Exercise brief
Reproduce every line of the listing below without changing a single character.

Record extracts
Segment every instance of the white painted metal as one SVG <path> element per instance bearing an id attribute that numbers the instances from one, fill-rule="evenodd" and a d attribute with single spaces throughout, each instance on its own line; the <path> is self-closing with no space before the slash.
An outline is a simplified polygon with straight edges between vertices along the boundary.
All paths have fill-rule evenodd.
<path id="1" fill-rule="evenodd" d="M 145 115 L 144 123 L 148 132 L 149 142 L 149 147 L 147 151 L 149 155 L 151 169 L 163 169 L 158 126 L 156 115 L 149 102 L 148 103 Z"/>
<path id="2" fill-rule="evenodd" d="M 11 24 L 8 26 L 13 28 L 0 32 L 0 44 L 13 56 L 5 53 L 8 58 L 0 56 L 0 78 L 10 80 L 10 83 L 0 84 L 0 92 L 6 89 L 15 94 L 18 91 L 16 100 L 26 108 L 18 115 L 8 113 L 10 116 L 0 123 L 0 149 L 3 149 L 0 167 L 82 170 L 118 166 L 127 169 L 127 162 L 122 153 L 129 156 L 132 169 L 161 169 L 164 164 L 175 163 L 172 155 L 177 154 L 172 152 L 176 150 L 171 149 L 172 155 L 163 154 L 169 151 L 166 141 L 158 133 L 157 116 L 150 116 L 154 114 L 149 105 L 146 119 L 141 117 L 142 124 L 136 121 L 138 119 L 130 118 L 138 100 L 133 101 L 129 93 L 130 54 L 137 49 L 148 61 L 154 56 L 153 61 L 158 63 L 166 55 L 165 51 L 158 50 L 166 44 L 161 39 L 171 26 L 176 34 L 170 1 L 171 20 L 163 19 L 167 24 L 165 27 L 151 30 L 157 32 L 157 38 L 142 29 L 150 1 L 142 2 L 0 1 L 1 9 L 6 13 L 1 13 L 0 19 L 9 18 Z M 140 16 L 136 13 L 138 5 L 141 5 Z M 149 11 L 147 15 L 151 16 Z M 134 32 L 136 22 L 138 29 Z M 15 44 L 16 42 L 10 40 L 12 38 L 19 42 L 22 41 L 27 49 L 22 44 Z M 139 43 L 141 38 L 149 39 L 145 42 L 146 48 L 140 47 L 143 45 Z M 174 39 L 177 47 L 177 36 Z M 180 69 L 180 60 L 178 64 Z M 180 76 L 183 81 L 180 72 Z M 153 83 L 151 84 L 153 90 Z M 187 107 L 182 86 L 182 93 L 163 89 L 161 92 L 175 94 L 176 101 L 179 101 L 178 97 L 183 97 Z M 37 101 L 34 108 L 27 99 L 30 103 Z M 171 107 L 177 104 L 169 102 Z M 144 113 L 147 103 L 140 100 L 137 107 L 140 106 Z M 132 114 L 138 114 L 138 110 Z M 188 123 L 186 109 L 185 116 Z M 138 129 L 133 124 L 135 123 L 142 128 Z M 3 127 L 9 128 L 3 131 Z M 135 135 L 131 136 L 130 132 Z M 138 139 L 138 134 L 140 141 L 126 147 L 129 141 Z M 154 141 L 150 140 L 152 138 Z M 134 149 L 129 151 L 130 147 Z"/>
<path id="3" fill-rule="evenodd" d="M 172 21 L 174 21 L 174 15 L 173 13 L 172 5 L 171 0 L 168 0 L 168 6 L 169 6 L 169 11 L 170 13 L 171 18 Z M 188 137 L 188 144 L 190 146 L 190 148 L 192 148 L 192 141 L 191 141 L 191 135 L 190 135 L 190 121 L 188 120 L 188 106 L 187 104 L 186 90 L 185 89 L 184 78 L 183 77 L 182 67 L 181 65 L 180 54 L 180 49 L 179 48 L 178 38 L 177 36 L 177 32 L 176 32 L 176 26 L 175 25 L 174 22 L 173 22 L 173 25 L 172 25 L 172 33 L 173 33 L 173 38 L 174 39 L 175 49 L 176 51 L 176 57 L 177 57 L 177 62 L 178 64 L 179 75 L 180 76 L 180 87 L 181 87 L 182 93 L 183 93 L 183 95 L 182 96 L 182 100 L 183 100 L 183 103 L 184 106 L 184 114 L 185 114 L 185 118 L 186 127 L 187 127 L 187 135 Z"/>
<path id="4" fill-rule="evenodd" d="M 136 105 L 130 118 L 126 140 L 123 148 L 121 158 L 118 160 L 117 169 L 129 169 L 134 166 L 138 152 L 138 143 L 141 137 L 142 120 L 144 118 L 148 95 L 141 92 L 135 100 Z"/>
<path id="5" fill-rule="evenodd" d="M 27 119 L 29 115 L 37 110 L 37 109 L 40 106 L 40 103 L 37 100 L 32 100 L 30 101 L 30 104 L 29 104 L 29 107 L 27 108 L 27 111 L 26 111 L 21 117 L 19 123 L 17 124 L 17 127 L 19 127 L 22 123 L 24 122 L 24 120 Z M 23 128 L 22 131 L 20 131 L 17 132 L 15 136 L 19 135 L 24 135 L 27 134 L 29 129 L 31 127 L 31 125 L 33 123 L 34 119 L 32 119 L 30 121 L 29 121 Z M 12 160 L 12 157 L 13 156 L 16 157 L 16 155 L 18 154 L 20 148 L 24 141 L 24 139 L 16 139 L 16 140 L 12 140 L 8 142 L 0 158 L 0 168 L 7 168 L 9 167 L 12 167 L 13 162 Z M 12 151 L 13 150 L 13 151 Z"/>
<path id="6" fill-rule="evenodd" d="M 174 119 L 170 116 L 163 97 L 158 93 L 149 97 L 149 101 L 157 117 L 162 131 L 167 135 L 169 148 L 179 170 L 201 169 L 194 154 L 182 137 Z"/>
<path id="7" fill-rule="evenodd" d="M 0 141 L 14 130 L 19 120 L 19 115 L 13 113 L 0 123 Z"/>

Response to this exercise
Segment every instance of the white painted metal as one SVG <path> element per instance bearing an id attribute that numbers the instances from one, fill-rule="evenodd" and a d attribute with single spaces throughout, each instance on its own line; the <path> is self-closing with no space before the slash.
An outline is a simplified polygon with straight edges between vertices along the boundary.
All paths have fill-rule evenodd.
<path id="1" fill-rule="evenodd" d="M 145 115 L 144 123 L 148 132 L 149 142 L 149 147 L 147 151 L 149 155 L 151 169 L 163 169 L 158 126 L 156 115 L 149 102 L 148 103 Z"/>
<path id="2" fill-rule="evenodd" d="M 11 24 L 8 26 L 13 28 L 0 32 L 0 44 L 13 56 L 5 53 L 8 58 L 0 56 L 0 78 L 10 80 L 10 83 L 0 84 L 0 92 L 6 89 L 15 94 L 18 91 L 16 100 L 26 108 L 18 115 L 8 113 L 10 116 L 0 123 L 0 149 L 3 149 L 0 167 L 82 170 L 118 166 L 127 169 L 127 162 L 122 153 L 129 156 L 132 169 L 161 169 L 164 164 L 175 163 L 172 155 L 177 154 L 172 152 L 176 150 L 171 149 L 172 155 L 163 154 L 169 151 L 166 141 L 158 133 L 157 116 L 150 116 L 154 114 L 149 105 L 146 119 L 141 117 L 142 124 L 136 121 L 138 119 L 130 118 L 138 100 L 133 101 L 129 93 L 130 54 L 137 49 L 148 61 L 154 56 L 153 61 L 158 63 L 166 55 L 165 51 L 158 50 L 166 44 L 161 39 L 171 26 L 176 34 L 170 1 L 171 20 L 163 19 L 167 24 L 165 27 L 151 30 L 157 32 L 157 38 L 142 29 L 150 1 L 142 2 L 0 1 L 1 9 L 6 13 L 1 13 L 0 19 L 9 18 Z M 140 16 L 136 13 L 138 5 L 141 5 Z M 149 11 L 147 15 L 151 16 Z M 134 32 L 136 22 L 138 29 Z M 15 44 L 16 42 L 10 40 L 12 38 L 19 42 L 22 41 L 27 49 L 22 44 Z M 139 43 L 141 38 L 149 39 L 145 42 L 146 48 L 140 47 L 143 45 Z M 174 39 L 177 47 L 177 36 Z M 180 69 L 180 60 L 178 64 Z M 180 76 L 183 81 L 180 72 Z M 153 83 L 151 84 L 153 90 Z M 187 107 L 182 86 L 182 93 L 163 89 L 161 92 L 175 94 L 176 101 L 179 101 L 178 97 L 183 97 Z M 37 101 L 34 108 L 27 99 L 30 103 Z M 171 107 L 177 104 L 169 102 Z M 144 113 L 147 103 L 140 100 L 137 107 L 140 106 Z M 132 114 L 138 114 L 138 110 Z M 188 123 L 186 109 L 185 116 Z M 138 129 L 133 124 L 135 123 L 142 128 Z M 3 127 L 9 128 L 3 131 Z M 135 135 L 131 136 L 130 132 Z M 138 139 L 138 134 L 140 141 L 126 147 L 129 141 Z M 154 141 L 150 140 L 152 138 Z M 134 149 L 129 151 L 130 147 Z"/>
<path id="3" fill-rule="evenodd" d="M 172 21 L 174 21 L 174 15 L 173 13 L 172 5 L 171 0 L 168 0 L 168 6 L 169 6 L 169 11 L 170 13 L 171 18 Z M 188 137 L 188 144 L 190 146 L 190 148 L 192 148 L 192 141 L 191 141 L 191 135 L 190 135 L 190 121 L 188 120 L 188 106 L 187 104 L 186 90 L 185 89 L 184 78 L 183 77 L 182 67 L 181 65 L 180 54 L 180 49 L 179 48 L 178 38 L 177 36 L 177 32 L 176 32 L 176 26 L 175 25 L 174 22 L 173 22 L 173 25 L 172 25 L 172 33 L 173 33 L 173 38 L 174 39 L 175 49 L 176 51 L 176 57 L 177 57 L 177 62 L 178 64 L 179 75 L 180 76 L 180 87 L 181 87 L 182 93 L 183 93 L 183 95 L 182 96 L 182 100 L 183 100 L 183 103 L 184 106 L 184 114 L 185 114 L 185 118 L 186 127 L 187 127 L 187 135 Z"/>
<path id="4" fill-rule="evenodd" d="M 136 105 L 130 118 L 126 140 L 123 148 L 121 158 L 118 160 L 117 169 L 129 169 L 134 166 L 138 152 L 138 143 L 141 137 L 142 120 L 144 118 L 148 95 L 141 92 L 135 100 Z"/>
<path id="5" fill-rule="evenodd" d="M 27 119 L 29 115 L 37 110 L 37 109 L 40 106 L 40 103 L 37 100 L 32 100 L 30 101 L 30 104 L 29 104 L 29 107 L 27 108 L 27 111 L 26 111 L 21 117 L 19 123 L 17 124 L 17 127 L 19 127 L 22 123 L 24 122 L 24 120 Z M 23 128 L 22 131 L 20 131 L 17 132 L 15 136 L 19 135 L 24 135 L 27 134 L 29 129 L 31 127 L 31 125 L 33 123 L 34 119 L 32 119 L 30 121 L 29 121 Z M 12 160 L 12 157 L 13 156 L 16 157 L 16 155 L 18 154 L 20 148 L 24 141 L 24 139 L 16 139 L 16 140 L 12 140 L 8 142 L 0 158 L 0 168 L 7 168 L 9 167 L 12 167 L 13 162 Z M 12 151 L 13 150 L 13 151 Z"/>
<path id="6" fill-rule="evenodd" d="M 174 119 L 170 116 L 163 97 L 158 93 L 149 97 L 149 101 L 157 117 L 162 131 L 167 135 L 169 148 L 179 170 L 201 169 L 194 154 L 182 137 Z"/>
<path id="7" fill-rule="evenodd" d="M 0 141 L 14 130 L 19 120 L 19 115 L 13 113 L 0 123 Z"/>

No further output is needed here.